::: DATASET RECORDS :::
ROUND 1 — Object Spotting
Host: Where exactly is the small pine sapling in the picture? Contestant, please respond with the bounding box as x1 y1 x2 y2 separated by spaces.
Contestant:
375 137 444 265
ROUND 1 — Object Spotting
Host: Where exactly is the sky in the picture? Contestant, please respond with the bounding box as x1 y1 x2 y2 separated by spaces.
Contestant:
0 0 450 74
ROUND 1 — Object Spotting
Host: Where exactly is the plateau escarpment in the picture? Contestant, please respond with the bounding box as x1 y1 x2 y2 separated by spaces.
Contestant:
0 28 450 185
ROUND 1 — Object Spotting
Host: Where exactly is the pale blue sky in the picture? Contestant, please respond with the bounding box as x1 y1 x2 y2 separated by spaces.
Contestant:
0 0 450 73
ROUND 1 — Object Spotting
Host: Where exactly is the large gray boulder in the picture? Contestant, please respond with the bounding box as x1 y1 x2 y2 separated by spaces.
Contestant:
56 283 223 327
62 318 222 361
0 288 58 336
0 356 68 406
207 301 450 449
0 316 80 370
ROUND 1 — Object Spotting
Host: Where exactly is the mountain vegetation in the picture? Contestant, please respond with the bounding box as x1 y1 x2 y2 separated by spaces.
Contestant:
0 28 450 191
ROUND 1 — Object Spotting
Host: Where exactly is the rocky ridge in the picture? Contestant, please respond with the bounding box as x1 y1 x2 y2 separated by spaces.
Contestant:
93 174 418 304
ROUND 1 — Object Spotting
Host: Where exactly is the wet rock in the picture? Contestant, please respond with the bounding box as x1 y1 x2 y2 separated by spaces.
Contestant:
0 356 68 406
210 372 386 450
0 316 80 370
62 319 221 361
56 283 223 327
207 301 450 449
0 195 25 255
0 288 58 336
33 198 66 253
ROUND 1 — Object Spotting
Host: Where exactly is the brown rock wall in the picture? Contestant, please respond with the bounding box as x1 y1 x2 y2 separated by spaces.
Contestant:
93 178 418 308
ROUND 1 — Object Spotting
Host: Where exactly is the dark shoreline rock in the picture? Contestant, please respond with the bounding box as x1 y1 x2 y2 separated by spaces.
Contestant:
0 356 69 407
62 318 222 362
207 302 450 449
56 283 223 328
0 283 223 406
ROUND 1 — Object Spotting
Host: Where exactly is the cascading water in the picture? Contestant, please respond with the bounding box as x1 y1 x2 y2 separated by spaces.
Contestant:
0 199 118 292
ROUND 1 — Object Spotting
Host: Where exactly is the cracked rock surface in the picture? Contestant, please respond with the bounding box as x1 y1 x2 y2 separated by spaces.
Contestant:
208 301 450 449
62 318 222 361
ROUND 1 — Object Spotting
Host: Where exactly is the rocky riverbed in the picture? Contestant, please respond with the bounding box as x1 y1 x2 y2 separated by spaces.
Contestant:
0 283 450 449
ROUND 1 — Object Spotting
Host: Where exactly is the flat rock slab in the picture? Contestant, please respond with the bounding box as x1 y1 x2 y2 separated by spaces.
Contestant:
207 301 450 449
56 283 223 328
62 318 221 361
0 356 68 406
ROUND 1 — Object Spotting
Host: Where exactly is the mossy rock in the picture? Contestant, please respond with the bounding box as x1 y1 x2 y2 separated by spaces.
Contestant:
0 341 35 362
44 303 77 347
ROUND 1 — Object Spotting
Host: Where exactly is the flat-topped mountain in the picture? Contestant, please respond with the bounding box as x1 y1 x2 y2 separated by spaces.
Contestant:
:::
> CHALLENGE
Write out each line of the data above again, exactly as given.

> SOLUTION TO THE EXERCISE
ROUND 1 — Object Spotting
Host: Where exactly is the small pine sapling in the picture? Contestant, please respond with the bounding box as x1 y1 x2 y2 separated by spaces.
Contestant:
375 137 444 265
ROUND 1 — Object Spotting
Host: Where exactly is the sky in the picture? Contestant, please respond with the bounding box as x1 y1 x2 y2 separated by spaces.
Contestant:
0 0 450 74
ROUND 1 — Object Spotting
Host: Where exactly is the plateau escarpment in the picture? Contestant, please respond with the bounding box as x1 y1 x2 y2 separated by spaces.
Contestant:
0 28 450 185
ROUND 1 — Object Spotting
Host: Where exactly is the pale blue sky in the picture? Contestant, please respond with the bounding box as x1 y1 x2 y2 separated by spaces.
Contestant:
0 0 450 73
ROUND 1 — Object Spotting
Host: Where exactly is the large gray boulder in the picture? Contestant, please respond with the bounding box as x1 y1 x2 y2 separated by spaces.
Contestant:
56 283 223 327
62 318 222 361
0 288 58 336
0 356 68 406
207 301 450 449
0 316 80 370
ROUND 1 — Object Spotting
Host: Where exactly is the mountain vegetation in the picture? Contestant, please respond with the bounding box as x1 y1 x2 y2 separated by spaces.
Contestant:
0 28 450 191
ROUND 1 — Object Spotting
Host: Where exactly is the rocky ridge in the picture? Contestant, please respond with the bounding box as x1 y1 x2 y2 separated by spaces.
Contestant:
93 174 418 304
ROUND 1 — Object Spotting
Host: Where exactly is the wet rock in the picture? Contestant, please respond with the bounding box as x1 y1 x2 y2 separated by spaces.
Contestant:
0 356 68 406
210 372 386 450
0 316 80 370
62 319 221 361
56 283 223 327
207 301 450 449
0 195 25 255
0 288 58 336
33 198 66 253
ROUND 1 — Object Spotting
Host: Where exactly is the brown rock wall in the picture? Contestant, please respond with the bounding box as x1 y1 x2 y2 separated by spaces.
Contestant:
93 178 418 308
ROUND 1 — Object Spotting
Host: Where exactly is the dark shoreline rock in the picture? Contestant, please respond with the bounding box as x1 y1 x2 y2 separated by spaces.
Contestant:
0 356 69 407
62 318 222 362
207 302 450 449
56 283 223 328
0 283 223 406
ROUND 1 — Object Spotting
Host: Where exactly is the cascading water in the picture? Contestant, please respond with the bounding box as x1 y1 x2 y2 separated by spaces.
Contestant:
0 199 118 292
ROUND 1 — Object Spotting
Host: Where exactly is the cracked rock surface in the picture? Contestant, please respond with the bounding box as x1 y1 x2 y2 separated by spaces.
Contestant:
208 301 450 449
62 318 222 361
ROUND 1 — Object Spotting
Host: Where exactly is the rocky riverbed in the picture? Contestant, please respond with the bounding box as x1 y1 x2 y2 separated by spaces.
Contestant:
0 283 450 449
ROUND 1 — Object Spotting
Host: Where exactly is the flat rock slab in the picture? Contestant, please respond with the bounding box as x1 y1 x2 y2 separated by spaces.
Contestant:
207 301 450 449
56 283 223 328
62 318 221 361
0 356 68 406
ROUND 1 — Object Spotting
Host: Where exactly is the mossy rock in the picture? Contestant, please respond with the bounding box as x1 y1 x2 y2 separated by spaces.
Contestant:
0 341 35 362
44 303 77 347
ROUND 1 — Object Spotting
Host: Where exactly is the flat-topped mountain in the picture? Contestant, please respond with the bounding box as x1 y1 x2 y2 separated by spaces.
Contestant:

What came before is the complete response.